Given exercise:
Leave out the pictures and repeat the rest of the material exactly.

Data supplied:
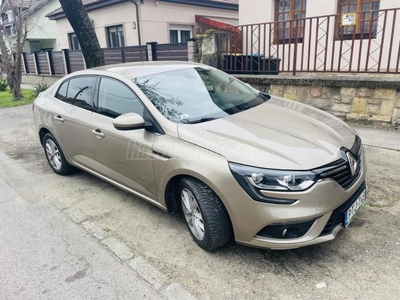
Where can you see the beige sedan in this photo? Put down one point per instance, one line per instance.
(266, 171)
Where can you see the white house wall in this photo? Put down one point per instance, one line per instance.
(155, 21)
(119, 14)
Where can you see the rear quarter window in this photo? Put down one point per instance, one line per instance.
(62, 91)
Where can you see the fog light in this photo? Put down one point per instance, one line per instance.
(286, 231)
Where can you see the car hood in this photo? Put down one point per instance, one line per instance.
(279, 134)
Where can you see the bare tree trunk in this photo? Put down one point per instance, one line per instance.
(80, 22)
(11, 62)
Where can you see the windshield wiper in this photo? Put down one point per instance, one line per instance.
(264, 96)
(202, 120)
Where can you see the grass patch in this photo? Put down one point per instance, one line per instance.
(6, 99)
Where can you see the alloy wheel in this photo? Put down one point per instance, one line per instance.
(193, 215)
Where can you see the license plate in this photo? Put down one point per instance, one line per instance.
(354, 208)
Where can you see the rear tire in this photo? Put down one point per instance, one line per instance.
(55, 156)
(205, 214)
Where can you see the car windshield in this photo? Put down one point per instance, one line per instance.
(200, 94)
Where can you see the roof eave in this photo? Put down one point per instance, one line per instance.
(105, 3)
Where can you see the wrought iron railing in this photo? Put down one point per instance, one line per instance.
(362, 42)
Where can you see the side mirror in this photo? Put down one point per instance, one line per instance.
(130, 121)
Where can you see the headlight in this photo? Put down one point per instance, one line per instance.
(254, 179)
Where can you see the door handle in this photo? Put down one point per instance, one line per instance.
(98, 133)
(59, 119)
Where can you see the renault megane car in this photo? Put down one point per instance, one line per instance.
(268, 172)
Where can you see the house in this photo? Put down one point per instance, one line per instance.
(335, 35)
(42, 32)
(134, 22)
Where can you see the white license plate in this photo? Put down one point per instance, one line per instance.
(354, 208)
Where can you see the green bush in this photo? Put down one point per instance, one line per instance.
(41, 87)
(3, 85)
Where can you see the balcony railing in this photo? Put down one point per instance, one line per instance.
(363, 42)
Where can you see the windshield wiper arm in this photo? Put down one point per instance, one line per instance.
(206, 119)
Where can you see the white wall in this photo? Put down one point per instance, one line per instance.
(119, 14)
(155, 21)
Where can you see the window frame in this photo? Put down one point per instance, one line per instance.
(71, 43)
(156, 128)
(358, 35)
(180, 28)
(292, 11)
(108, 35)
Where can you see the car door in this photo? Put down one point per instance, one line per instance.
(124, 156)
(71, 117)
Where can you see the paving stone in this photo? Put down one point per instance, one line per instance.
(96, 231)
(148, 272)
(176, 292)
(76, 215)
(119, 248)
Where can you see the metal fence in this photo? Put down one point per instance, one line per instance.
(68, 61)
(361, 42)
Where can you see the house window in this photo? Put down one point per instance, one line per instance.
(73, 42)
(115, 36)
(180, 33)
(366, 22)
(285, 10)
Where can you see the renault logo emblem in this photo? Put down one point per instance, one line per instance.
(352, 163)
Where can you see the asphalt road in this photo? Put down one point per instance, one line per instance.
(67, 236)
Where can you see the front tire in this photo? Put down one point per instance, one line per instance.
(205, 215)
(55, 156)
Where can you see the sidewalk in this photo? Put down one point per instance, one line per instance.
(27, 86)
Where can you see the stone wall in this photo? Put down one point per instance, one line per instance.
(369, 100)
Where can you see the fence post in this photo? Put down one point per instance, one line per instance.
(84, 61)
(122, 55)
(191, 49)
(50, 61)
(152, 51)
(35, 63)
(66, 61)
(295, 47)
(23, 61)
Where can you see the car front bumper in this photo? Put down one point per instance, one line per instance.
(317, 204)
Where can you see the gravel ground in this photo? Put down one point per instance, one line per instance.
(363, 262)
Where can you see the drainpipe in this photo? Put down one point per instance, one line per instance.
(138, 21)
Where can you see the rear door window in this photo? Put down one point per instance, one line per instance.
(115, 99)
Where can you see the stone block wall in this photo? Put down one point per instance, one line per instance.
(366, 101)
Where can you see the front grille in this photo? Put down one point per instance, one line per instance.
(337, 216)
(340, 170)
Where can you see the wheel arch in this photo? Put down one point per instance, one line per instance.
(42, 132)
(171, 197)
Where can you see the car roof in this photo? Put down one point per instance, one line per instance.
(141, 69)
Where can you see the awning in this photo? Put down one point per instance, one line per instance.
(217, 22)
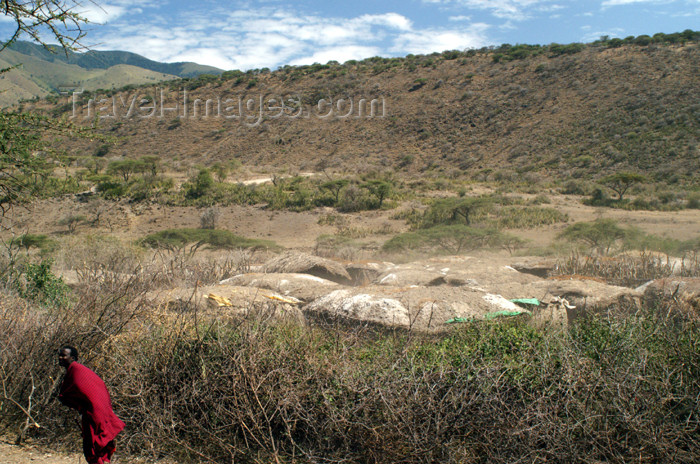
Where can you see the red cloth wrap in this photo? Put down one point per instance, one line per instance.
(85, 391)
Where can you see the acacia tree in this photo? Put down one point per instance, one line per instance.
(22, 145)
(621, 182)
(35, 18)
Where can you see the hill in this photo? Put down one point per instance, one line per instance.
(566, 111)
(41, 71)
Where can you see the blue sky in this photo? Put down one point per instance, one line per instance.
(272, 33)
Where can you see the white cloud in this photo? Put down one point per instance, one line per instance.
(516, 10)
(436, 40)
(103, 12)
(339, 54)
(269, 37)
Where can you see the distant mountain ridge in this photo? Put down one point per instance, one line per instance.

In response:
Where can you see the beige sedan in this photo? Put down one point per instance, one line per instance.
(266, 171)
Where can you see the white house wall in this photo? Put down one point per instance, one line per instance.
(155, 21)
(119, 14)
Where can you see the rear quarter window in this photo? Put down one point per instance, one line per instance.
(62, 91)
Where can you see the fog light in this photo? Put down one point per instance, one line per instance.
(286, 231)
Where can you see the car hood in this photo? Put down one point per instance, one line per instance.
(279, 134)
Where can you see the bare tree trunk in this photo? Put down one point per instance, one line per instance.
(80, 22)
(11, 62)
Where can you see the windshield wiper in this photo? Put down one point per instance, one line per instance.
(264, 96)
(202, 120)
Where can you see the grass patch in this photo? Put down one point per instance, one line per instance.
(6, 99)
Where can you see the alloy wheel in this photo? Put down one point per instance, one line per instance.
(193, 215)
Where can you see the license plate in this photo? Put down one point per instance, one line per instance.
(354, 208)
Where can you see the rear tire in this photo? Put down one point per instance, one line per instance.
(55, 156)
(205, 214)
Where can you see the car windshield in this photo? Put down one point per instance, one line per instance.
(200, 94)
Where can you see the roof eave in this photo? Put down one point per instance, one line per instance.
(105, 3)
Where can you see the wrought iron railing in this photo? Put down one point per instance, one line per instance.
(362, 42)
Where can you see the side mirror in this photo? Put down one point per instance, one line per instance.
(130, 121)
Where can you see the headlight in this photo? Put down one point per instance, one line per instance.
(254, 179)
Where can you see the door handle in this photo? Put down one point per instance, one line per instance.
(98, 133)
(59, 119)
Where can you see the renault megane car in this photo? Put down one point per instance, one line per instance.
(268, 172)
Where can you see the house in this photo? Put down one point per instance, one line per instance.
(335, 35)
(42, 32)
(134, 22)
Where can you see the white license plate in this photo? Put down one point per instance, one line per instance.
(354, 208)
Where can you see the green bush in this photo? Put down one point per instance, one line per instance.
(41, 87)
(3, 85)
Where can you see the balcony railing in this photo? Put down one point per instance, one line per instance.
(363, 42)
Where can you see the windshield wiper arm in this photo? Put down one point per instance, one line per instance.
(206, 119)
Where can you see the white wall in this photo? Put down one point per instance, one line per instance.
(119, 14)
(155, 21)
Where can you see the window frame in this photo? Put down one point per instance, one line per instance.
(71, 43)
(156, 128)
(358, 35)
(180, 28)
(292, 11)
(108, 35)
Where can you see the car door in this photo? Put down one point per instance, one line per instance.
(124, 156)
(71, 117)
Where can you see the paving stone in this photo? Put down one point per instance, one line per instance.
(96, 231)
(148, 272)
(176, 292)
(76, 215)
(119, 248)
Where can you see the metal fence in this photo? Put down one point per instance, one line per instance.
(68, 61)
(361, 42)
Where can you see the house window in this photo? Put down one point per instance, one line per instance.
(73, 42)
(115, 36)
(180, 33)
(366, 22)
(285, 10)
Where can you see the renault logo emblem in this photo? Put down one point per instance, one line per instance.
(352, 163)
Where can you see the asphalt road in this photo? Put down one point per instance, one line per instance.
(67, 236)
Where can you see the front tire in this photo? Put down one point per instance, one line per instance.
(205, 215)
(55, 156)
Where can you see the sidewalk in this photo? Put down one point per instance, one line per instance.
(27, 86)
Where can you see the stone wall in this photo? Put down one point per instance, one line per instance.
(369, 100)
Where can you see the fence post in this photo? Put down one point per instance, one line per instance.
(84, 61)
(122, 55)
(191, 49)
(50, 61)
(152, 51)
(35, 63)
(66, 61)
(295, 47)
(23, 61)
Where can you see the car front bumper in this photo? Put down one point per instance, one line per instance.
(317, 204)
Where can you see the gravel ground in this photo? Put down one point per instance, one line per instance.
(363, 262)
Where can you see the drainpipe in this photo? Put down one point per instance, one line per instance.
(138, 21)
Where can you see the rear door window in this photo? Put down one point per instance, one line per instance.
(115, 99)
Where can you see the stone block wall in this photo? Put down one point per instance, one line per instance.
(366, 101)
Where can you see the front grille in this photo? Put down one point per instance, one line per instance.
(337, 216)
(340, 170)
Where can you see the wheel arch in this photo? Put down one point per instance, one line per instance.
(42, 132)
(171, 197)
Where can you see the car roof in this photo? Put down one point per instance, one line per instance.
(141, 69)
Where can you see the awning in this photo? Put down one point per instance, one line per instance.
(217, 22)
Where can you see the red cloth wrap in this photo? Put down one point per instance, one line per instance.
(85, 391)
Where can you see the acacia tree in this photo? Put down one point per instance, one line per instance.
(22, 145)
(621, 182)
(35, 18)
Where can you see the hill in this photo? Put down one point per instance, one line per instance.
(566, 111)
(41, 71)
Where can you see the blue sky in this photo? Put down one point per instance, one line per instance.
(272, 33)
Where can you see the white cloud in this photo? Put down one point per instance, one line per instance.
(516, 10)
(436, 40)
(103, 12)
(339, 54)
(269, 37)
Where can you see the distant mountain ridge in this photo? Put down one point per instance, one line per instance.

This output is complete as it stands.